PROVIDED RECORDS:
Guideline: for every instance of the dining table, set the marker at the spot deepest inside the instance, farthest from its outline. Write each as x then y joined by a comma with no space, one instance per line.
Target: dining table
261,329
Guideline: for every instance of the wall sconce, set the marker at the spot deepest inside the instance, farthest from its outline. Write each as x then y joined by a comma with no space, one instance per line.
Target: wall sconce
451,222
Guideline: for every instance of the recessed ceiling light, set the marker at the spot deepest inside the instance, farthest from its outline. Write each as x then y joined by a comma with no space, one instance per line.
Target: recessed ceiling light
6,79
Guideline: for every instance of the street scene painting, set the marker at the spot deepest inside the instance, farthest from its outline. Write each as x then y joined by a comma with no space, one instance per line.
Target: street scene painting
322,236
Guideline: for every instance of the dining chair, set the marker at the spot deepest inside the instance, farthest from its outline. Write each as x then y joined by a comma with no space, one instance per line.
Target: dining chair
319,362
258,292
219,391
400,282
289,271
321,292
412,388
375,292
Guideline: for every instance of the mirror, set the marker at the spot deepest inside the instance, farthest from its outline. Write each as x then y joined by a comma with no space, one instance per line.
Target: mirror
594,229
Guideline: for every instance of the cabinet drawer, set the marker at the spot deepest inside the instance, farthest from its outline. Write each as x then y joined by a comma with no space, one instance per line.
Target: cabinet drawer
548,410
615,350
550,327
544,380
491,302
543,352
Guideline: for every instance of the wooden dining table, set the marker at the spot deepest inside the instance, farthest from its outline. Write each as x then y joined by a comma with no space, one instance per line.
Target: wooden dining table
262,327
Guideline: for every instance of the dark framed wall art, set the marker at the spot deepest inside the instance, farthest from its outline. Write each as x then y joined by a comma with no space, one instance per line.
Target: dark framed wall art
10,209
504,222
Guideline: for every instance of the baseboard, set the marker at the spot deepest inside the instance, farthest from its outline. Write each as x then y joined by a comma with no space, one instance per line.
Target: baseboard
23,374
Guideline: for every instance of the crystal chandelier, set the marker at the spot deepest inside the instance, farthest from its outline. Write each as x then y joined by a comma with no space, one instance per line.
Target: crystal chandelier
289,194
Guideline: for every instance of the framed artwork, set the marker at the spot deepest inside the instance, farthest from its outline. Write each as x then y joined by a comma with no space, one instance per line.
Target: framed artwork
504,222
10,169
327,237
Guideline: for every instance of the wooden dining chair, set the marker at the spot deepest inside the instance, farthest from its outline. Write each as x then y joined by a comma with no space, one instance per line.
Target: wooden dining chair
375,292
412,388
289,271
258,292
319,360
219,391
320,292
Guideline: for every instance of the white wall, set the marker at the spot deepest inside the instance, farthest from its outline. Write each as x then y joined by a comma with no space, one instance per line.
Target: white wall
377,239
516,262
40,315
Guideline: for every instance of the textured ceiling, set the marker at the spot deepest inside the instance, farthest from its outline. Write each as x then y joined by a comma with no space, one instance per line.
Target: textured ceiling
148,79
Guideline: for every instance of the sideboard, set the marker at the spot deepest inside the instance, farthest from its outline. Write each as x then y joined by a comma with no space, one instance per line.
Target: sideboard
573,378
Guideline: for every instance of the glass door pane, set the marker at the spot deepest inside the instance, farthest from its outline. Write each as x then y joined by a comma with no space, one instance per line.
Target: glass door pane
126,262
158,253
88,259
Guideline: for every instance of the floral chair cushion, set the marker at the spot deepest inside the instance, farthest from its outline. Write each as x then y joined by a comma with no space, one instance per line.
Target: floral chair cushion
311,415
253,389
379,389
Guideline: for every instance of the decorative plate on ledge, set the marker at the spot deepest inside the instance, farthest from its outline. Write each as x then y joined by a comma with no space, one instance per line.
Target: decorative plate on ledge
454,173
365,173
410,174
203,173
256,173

AIM OF THE TASK:
Return the material in full, exactly as shown.

RESULT FOR THIS TASK:
Guideline: for every instance of the dining table, set the marker at the spot deepest inside the instance, farthest from its outline. Write each as x then y joined by a comma with no space, one instance per line.
Target: dining table
261,329
Guideline: for every instance of the wall sconce, set the marker at the spot deepest inside the instance, farthest from its outline. Write each as x then y joined by a comma with no space, one instance per line.
Target: wall sconce
451,222
Guideline: for every instance of the recessed ceiling light, set the marker at the spot deepest inside the instance, farthest from its outline. Write each as x then y joined by a comma with no space, one instance per line.
Target: recessed ceiling light
6,79
Guideline: for every instance of the street scene painting, set the marker at the spot deepest inside the instance, farthest from its outline. Write each as x then y joined by a comma with no space, one instance per line.
Target: street scene painting
322,236
Guideline: for every instance of the dining chair, set the marker at the spot deepest inside the instance, farthest from its outline. Write each as x then y joined by a comma with no space, one instance per line.
Target: dining chair
319,362
258,292
219,391
400,282
289,271
321,292
412,388
375,292
Guideline: for every instance of the mirror, set the marker at the spot deepest inside the instance, farthest from its outline. Write each as x then y joined by a comma with no space, one instance per line.
Target: mirror
594,229
Guideline: for every instance of the cabinet drawer, set the marker at the spot deepest inside the instance, farthest from its outline. Write each as x then y joined by a comma with no space, one instance per line.
Target: cabinet drawer
548,410
615,350
550,327
544,380
491,302
543,352
Guideline: for every instance of the wooden dining table, set the marker at the spot deepest inside the instance, farthest from its outline. Write each as x then y joined by a comma with no space, one instance per line.
Target: wooden dining table
262,327
Guideline: for every instance of the dark framed wall art, set the marker at the spot deepest inside the instance, farthest from its outline. Write each as x then y joined by a comma with no space, one instance per line.
Target: dark framed wall art
10,209
504,222
Guideline: for every instance of the baseboard, set the marker at the spot deepest inside the instance, farthest from its outline. Write each as x then y joined by a comma with no space, one instance per line.
Target: baseboard
23,374
Guideline: for every instance of the crystal chandelier, set the marker at the spot deepest inside the instance, farthest from its outline. Write each as x then y joined by a comma with no space, one instance per line.
Target: crystal chandelier
289,194
Guideline: for every instance of the framed artwork, set the marker at the spot deepest inside the instance, farthest from its outline. Write each as x then y joined by a comma with no space, one instance per line.
Target: framed artwork
504,222
10,169
327,237
Guideline: for every instance of the wooden dining chair, set the marker at the spot deepest inside the instance, farthest from its outline. Write each as x then y joined by a comma with no space, one instance per line.
Target: wooden dining chair
375,292
412,388
289,271
258,292
319,360
219,391
320,292
Guideline: for every instance of the white wall, set the marker at the spot deepest inside the instance, farthest from its outline. Write each as x then y joined by a comma with no space, one instance per line.
Target: white wall
377,239
516,262
40,315
Guideline: for every instance of the textured ceiling, set the marker at the spot deepest inside the instance, farthest from its outline. Write each as x then y joined by a comma with no space, one instance per line.
Target: textured ceiling
148,79
Guideline: for every instance of the sideboard, set the marker at the spot deepest inside the instance, farthest from its outline. Write each as x then y joined by a comma with no space, one instance per line.
Target: sideboard
573,378
Guideline: for every instance of the glass door pane, set the marker at the spot deepest inside the instance, farthest from its outline. Write each as x then y joined by a comma with no space, one instance per line.
Target: glass door pane
126,262
158,253
88,259
Guideline: for every instance of the floral chair cushion, set the marker at the spot deepest inside the instance, farthest from its outline. Write each as x then y joined by a comma with no space, one instance per line.
Target: floral chair cushion
311,415
253,389
379,389
Guideline: for every instance of the decorative plate on ledge, set the marker at the spot deepest inside the instance, farthest from its outline. Write each as x then y joined by a comma with no space, one instance per line.
Target: decorative plate on ledge
454,173
365,173
410,174
203,173
256,173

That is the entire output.